[begin DATA SHOWN]

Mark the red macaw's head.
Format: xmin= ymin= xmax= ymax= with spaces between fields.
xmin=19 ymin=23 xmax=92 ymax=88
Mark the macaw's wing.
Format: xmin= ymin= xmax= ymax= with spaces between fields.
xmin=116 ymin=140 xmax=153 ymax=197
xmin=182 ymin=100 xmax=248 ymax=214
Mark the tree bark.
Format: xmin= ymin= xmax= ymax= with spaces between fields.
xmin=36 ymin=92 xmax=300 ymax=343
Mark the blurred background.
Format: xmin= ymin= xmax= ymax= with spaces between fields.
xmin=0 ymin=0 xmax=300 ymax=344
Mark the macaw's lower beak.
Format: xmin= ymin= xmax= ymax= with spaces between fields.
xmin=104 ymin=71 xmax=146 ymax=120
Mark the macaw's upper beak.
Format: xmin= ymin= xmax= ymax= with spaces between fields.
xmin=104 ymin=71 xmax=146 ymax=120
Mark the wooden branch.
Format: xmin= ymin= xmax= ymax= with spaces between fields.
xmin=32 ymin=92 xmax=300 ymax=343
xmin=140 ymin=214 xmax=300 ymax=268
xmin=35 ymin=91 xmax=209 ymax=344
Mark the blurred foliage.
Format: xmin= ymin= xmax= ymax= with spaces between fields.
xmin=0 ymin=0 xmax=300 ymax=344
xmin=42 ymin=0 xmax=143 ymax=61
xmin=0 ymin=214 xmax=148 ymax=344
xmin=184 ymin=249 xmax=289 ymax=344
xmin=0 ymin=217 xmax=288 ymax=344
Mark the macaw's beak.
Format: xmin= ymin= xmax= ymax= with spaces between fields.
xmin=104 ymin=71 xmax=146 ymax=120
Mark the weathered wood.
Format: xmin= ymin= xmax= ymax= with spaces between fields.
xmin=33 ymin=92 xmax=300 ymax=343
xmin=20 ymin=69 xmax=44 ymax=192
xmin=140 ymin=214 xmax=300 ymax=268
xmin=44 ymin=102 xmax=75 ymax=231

[end DATA SHOWN]

--- REQUIRED WORK ---
Arrange the material from the line "Mark the macaw's upper beak." down to the end as a two-column CSV with the headers request and answer. Give one row per request, and put each request's text and its answer in a single quoted field, with line breaks replaced by spaces.

--- FINISHED ANSWER ---
request,answer
"Mark the macaw's upper beak. Format: xmin= ymin= xmax= ymax= with spaces between fields.","xmin=104 ymin=71 xmax=146 ymax=120"
"Mark the wooden branch. Format: xmin= ymin= xmax= ymax= with spaces between fields.","xmin=32 ymin=92 xmax=300 ymax=343 xmin=140 ymin=214 xmax=300 ymax=268 xmin=35 ymin=91 xmax=209 ymax=344"
"Mark the blurred foliage. Format: xmin= ymin= xmax= ymax= with spaces between fields.","xmin=0 ymin=0 xmax=300 ymax=344 xmin=42 ymin=0 xmax=143 ymax=61 xmin=0 ymin=214 xmax=148 ymax=344 xmin=184 ymin=249 xmax=289 ymax=344 xmin=0 ymin=217 xmax=288 ymax=344"
"Mark the macaw's beak. Format: xmin= ymin= xmax= ymax= with spaces between fields.","xmin=104 ymin=71 xmax=146 ymax=120"
"Mark the weathered wood. Format: xmin= ymin= xmax= ymax= with spaces between fields.","xmin=33 ymin=92 xmax=300 ymax=343 xmin=20 ymin=69 xmax=44 ymax=192 xmin=140 ymin=214 xmax=300 ymax=268 xmin=44 ymin=102 xmax=75 ymax=231"